Given problem: Reproduce the following lines word for word.
___ Exercise input
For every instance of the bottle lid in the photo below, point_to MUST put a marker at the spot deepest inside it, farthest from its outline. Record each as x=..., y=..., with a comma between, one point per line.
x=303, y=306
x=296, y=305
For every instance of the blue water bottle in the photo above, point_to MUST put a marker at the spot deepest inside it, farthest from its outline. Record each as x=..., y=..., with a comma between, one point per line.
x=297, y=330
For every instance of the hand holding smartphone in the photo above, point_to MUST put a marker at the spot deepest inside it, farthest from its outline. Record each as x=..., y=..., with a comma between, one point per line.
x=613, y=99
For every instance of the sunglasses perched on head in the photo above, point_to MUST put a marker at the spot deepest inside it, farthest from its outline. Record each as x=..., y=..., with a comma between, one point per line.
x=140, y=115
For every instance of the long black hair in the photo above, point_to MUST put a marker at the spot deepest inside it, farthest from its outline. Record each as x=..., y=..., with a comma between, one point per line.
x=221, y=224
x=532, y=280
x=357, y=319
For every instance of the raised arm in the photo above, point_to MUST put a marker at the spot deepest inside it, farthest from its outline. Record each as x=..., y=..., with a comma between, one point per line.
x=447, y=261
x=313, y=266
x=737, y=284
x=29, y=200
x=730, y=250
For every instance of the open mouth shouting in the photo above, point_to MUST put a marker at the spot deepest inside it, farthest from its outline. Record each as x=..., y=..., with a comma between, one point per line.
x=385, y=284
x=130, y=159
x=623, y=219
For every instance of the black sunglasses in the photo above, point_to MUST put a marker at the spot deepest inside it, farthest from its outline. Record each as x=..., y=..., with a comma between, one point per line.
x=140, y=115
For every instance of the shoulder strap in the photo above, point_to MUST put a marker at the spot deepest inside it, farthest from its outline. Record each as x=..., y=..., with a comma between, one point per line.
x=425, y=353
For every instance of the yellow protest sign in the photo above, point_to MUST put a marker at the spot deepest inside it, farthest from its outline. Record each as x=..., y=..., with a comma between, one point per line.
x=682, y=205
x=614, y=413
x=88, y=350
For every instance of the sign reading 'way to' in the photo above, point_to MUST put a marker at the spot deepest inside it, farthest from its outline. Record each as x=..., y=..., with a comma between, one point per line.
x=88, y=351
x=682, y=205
______
Answer to the problem:
For every instance of the bottle lid in the photo below, point_to MUST put a marker at the spot deepest inside it, farthest from its outline. Record each as x=..., y=..., with a comma between, one point per line.
x=303, y=306
x=296, y=305
For every instance of the blue water bottle in the photo above, point_to MUST put a marker at the spot deepest inside it, farthest from its outline. Record each as x=..., y=..., with a comma between, one point per line.
x=297, y=330
For every instance of the hand holding smartphone in the photo above, point_to MUST put a marker at the spot deepest inside it, farthest from its outline. Record each as x=..., y=..., with a comma between, one point per line.
x=613, y=99
For every instance of the sunglasses perched on head in the photo above, point_to MUST put a marker at the spot deepest inside it, farthest from its outline. Record each as x=..., y=..., with a comma between, one point per line.
x=140, y=115
For every instance of the long black hair in the photo above, point_to MUST put a marker at the spot deepest inside it, farthest from its outline. Record each as x=..., y=..., with a comma between, one point per line.
x=221, y=224
x=532, y=280
x=357, y=319
For every instance of the raised arm in the photo above, point_to MUST put a marker at the spot deepest inside it, farthest from its outline. Record each as x=..., y=..., with a comma between, one point per line.
x=447, y=261
x=313, y=266
x=737, y=284
x=29, y=200
x=730, y=250
For every instance of the open mouth shouting in the photo above, point_to MUST put a marker at the spot deepest inside it, farthest from its outline. Record each as x=..., y=..., with a comma between, one point per line.
x=385, y=284
x=130, y=159
x=623, y=219
For every instance of the black sunglasses in the photo above, point_to MUST put a marker at the spot deepest inside it, farthest from its outline. Record each as x=..., y=..., with a comma between, one point per line.
x=140, y=115
For every instance of the shoulder strap in the photo above, point_to MUST put a marker at the spot deepest inside it, farthest from its outline. Record each as x=..., y=..., with a comma between, one point per line.
x=425, y=353
For every instance of the yellow protest sign in the photo above, point_to MUST put a marker at the spot deepest inside it, farthest from its outline. Record each as x=..., y=..., with a comma between, one point per line.
x=682, y=205
x=614, y=413
x=88, y=350
For every instance of the sign reading 'way to' in the photo above, point_to MUST put a marker at the spot deepest inside it, farthest from its outline. Record each as x=..., y=..., with a comma between, one point per line.
x=88, y=351
x=682, y=205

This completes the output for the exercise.